Source extract
= Beginning of Section =

Diversification of gene function: homologs of the floral regulator FLO/ LFY control the first zygotic cell division in the moss Physcomitrella patens.

After fertilization, the zygote undergoes dynamic changes in chromosomal and cytoplasmic organization, and begins the cell cycles that eventually lead to formation of the multicellular embryo. Specific transcription factors that initiate this cascade of events in land plants have not been identified. We have identified two FLO/ LFY genes, PpLFY1 and PpLFY2, that regulate the first cell division after formation of the zygote in the moss Physcomitrella patens. The deduced amino acid sequences of the two PpLFY genes are 94.8% identical to each other and show similar expression patterns. While fertilization occurred in the PpLFY disruptants, the development of double disruptant zygotes was arrested at the single-cell stage. When the double disruptants, as the female parent, were crossed with the wild type, as the male parent, normal sporophytes were formed, supporting the notion that the PpLFY genes function after fertilization to regulate the first mitotic cell division in zygotes. The rare sporophytes that formed on the PpLFY double disruptants showed mostly normal organogenesis, but had abnormalities in the pattern of cell division, supporting a role of PpLFY genes in regulating cell division. The FLO/ LFY genes in angiosperms are conserved master regulators of floral identity without any obvious effects on cell division. By contrast, our study suggests that FLO/ LFY genes have functions throughout sporophyte development in the basal land plant lineages.[1]

= End of Section =

Stored data entries
= Beginning of Section =

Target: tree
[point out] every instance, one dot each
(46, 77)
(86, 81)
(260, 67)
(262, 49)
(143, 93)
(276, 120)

= End of Section =

Exercises
#1 Reproduce the passage of the moss gene abstract from "Diversification of gene" to "division in the moss Physcomitrella patens." without any changes.
#2 Condense the paragraph of the moss gene abstract that begins "After fertilization, the zygote undergoes" into a bulleted list that keeps its main facts.

Responses in order
#1
Diversification of gene function: homologs of the floral regulator FLO/ LFY control the first zygotic cell division in the moss Physcomitrella patens.

#2
- After fertilization, the zygote reorganizes its chromosomes and cytoplasm and begins the cell cycles that lead to a multicellular embryo.
- The transcription factors that start this process in land plants had not been identified.
- Two FLO/LFY genes in the moss Physcomitrella patens, PpLFY1 and PpLFY2, regulate the first cell division of the zygote.
- Their deduced amino acid sequences are 94.8% identical, and they show similar expression patterns.
- Fertilization still occurred in PpLFY disruptants, but double disruptant zygotes stopped developing at the single-cell stage.
- Crossing double disruptants as the female parent with wild type as the male parent produced normal sporophytes. This supports the view that the genes act after fertilization to regulate the zygote's first mitotic division.
- The rare sporophytes formed on double disruptants had mostly normal organogenesis but abnormal cell division patterns.
- In angiosperms, FLO/LFY genes are conserved master regulators of floral identity with no obvious effect on cell division.
- In basal land plant lineages, these genes appear to function throughout sporophyte development.